[PROMPT]
A word-for-word transcription of the data below is required.

[Point localization data]
------------------------

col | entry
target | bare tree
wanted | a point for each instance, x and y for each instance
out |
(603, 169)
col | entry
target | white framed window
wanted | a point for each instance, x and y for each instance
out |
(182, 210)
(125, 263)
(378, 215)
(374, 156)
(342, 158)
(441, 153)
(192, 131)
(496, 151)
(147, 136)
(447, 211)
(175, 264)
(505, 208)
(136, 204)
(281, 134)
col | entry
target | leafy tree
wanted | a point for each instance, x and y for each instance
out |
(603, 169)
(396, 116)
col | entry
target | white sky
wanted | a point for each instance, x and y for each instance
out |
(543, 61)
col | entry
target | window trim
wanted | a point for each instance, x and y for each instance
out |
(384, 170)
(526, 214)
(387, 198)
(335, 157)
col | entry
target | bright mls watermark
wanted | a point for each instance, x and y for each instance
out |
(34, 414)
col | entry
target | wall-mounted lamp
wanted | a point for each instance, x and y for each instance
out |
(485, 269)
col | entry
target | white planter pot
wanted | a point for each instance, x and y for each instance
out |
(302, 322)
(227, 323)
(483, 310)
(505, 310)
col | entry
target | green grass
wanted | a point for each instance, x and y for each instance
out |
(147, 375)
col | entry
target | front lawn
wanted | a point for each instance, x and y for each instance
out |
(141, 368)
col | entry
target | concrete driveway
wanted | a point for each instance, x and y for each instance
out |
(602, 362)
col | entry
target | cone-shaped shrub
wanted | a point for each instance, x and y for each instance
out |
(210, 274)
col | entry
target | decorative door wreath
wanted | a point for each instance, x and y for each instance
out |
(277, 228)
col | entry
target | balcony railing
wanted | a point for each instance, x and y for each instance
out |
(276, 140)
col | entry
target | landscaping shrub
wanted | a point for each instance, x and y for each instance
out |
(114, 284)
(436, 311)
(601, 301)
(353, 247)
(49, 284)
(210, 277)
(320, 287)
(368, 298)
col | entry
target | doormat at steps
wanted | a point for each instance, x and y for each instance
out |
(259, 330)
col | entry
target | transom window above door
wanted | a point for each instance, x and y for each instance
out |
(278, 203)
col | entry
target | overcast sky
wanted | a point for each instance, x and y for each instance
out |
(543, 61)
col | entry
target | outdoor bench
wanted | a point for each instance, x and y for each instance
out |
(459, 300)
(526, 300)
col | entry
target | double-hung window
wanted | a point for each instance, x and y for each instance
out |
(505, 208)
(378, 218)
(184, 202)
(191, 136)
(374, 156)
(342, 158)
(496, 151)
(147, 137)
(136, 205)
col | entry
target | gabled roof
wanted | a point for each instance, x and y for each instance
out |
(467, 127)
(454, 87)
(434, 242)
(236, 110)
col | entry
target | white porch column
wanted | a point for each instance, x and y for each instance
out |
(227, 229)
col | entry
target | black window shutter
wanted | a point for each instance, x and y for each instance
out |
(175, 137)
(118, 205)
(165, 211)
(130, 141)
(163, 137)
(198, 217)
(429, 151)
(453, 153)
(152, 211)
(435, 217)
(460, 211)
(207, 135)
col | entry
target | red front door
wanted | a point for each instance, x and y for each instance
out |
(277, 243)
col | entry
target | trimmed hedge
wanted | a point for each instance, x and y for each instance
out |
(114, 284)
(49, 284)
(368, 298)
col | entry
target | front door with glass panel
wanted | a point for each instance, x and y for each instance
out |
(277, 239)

------------------------

[EXERCISE RESULT]
col | entry
target | bare tree
wanted | a point for each instance, x and y for each instance
out |
(603, 169)
col | entry
target | white framed window
wanted | a point for each instance, x and y for each instance
out |
(182, 210)
(125, 263)
(378, 215)
(374, 156)
(342, 158)
(441, 153)
(192, 131)
(496, 151)
(147, 136)
(447, 211)
(175, 264)
(505, 208)
(136, 204)
(281, 134)
col | entry
target | leafy tree
wanted | a point for each instance, x and y for each instance
out |
(603, 169)
(396, 116)
col | entry
target | white sky
wanted | a point for each instance, x and y for each instance
out |
(543, 61)
col | entry
target | window trim
wanted | a point for each instance, x and y for each instance
out |
(384, 170)
(526, 214)
(387, 198)
(335, 157)
col | entry
target | bright mls watermark
wanted | a point for each instance, x and y for each instance
out |
(34, 414)
col | entry
target | wall-mounted lamp
wanted | a point for each instance, x and y for each instance
out |
(485, 269)
col | entry
target | white planter pot
wanted | a point for each instance, x and y for each instance
out |
(302, 322)
(227, 323)
(483, 310)
(505, 310)
col | entry
target | green grass
wanted | a point for each instance, x and y for each instance
out |
(147, 375)
col | entry
target | front lawn
wanted | a point for each instance, x and y for each instance
out |
(141, 368)
col | entry
target | concrete driveway
wanted | a point for each instance, x and y for each instance
out |
(602, 362)
col | entry
target | cone-shaped shrub
wanted | a point for each instance, x and y for each instance
out |
(210, 274)
col | entry
target | decorative door wreath
wanted | a point for each instance, x and y for each instance
out |
(277, 228)
col | entry
target | balcony railing
wanted | a point for each instance, x and y for each instance
out |
(276, 140)
col | entry
target | landscaping shrub
wanted | a point for each instance, x and y for each instance
out |
(114, 284)
(436, 311)
(601, 301)
(353, 247)
(49, 284)
(210, 277)
(320, 287)
(368, 298)
col | entry
target | doormat at steps
wanted | a point for each instance, x and y for each instance
out |
(259, 330)
col | entry
target | transom window above door
wanted | a point for each instance, x and y for each instance
out |
(278, 203)
col | entry
target | overcast sky
wanted | a point for each instance, x and y for each instance
out |
(543, 61)
col | entry
target | outdoor bench
wanted | a point for each instance, x and y for each instance
out |
(459, 300)
(526, 300)
col | entry
target | double-hung window
wanted | a point for each instance, x and y for each instance
out |
(505, 208)
(378, 218)
(184, 202)
(191, 136)
(374, 156)
(342, 158)
(496, 151)
(147, 137)
(136, 205)
col | entry
target | gabled roof
wanted | a point for each instance, x and y for each instance
out |
(467, 127)
(454, 87)
(434, 242)
(236, 110)
col | entry
target | white porch column
wanted | a point for each instance, x and y for each instance
out |
(227, 229)
col | entry
target | black window shutter
wanted | a point for each instance, x and y for each instance
out |
(175, 137)
(118, 205)
(165, 211)
(130, 141)
(163, 137)
(198, 217)
(429, 151)
(453, 153)
(152, 211)
(435, 217)
(460, 211)
(207, 135)
col | entry
target | red front door
wanted | a point for each instance, x and y for each instance
out |
(277, 243)
col | entry
target | trimmed hedge
wanted | a point for each instance, x and y for each instance
out |
(114, 284)
(49, 284)
(368, 298)
col | entry
target | front door with glass panel
wanted | a point for each instance, x and y for each instance
out |
(277, 239)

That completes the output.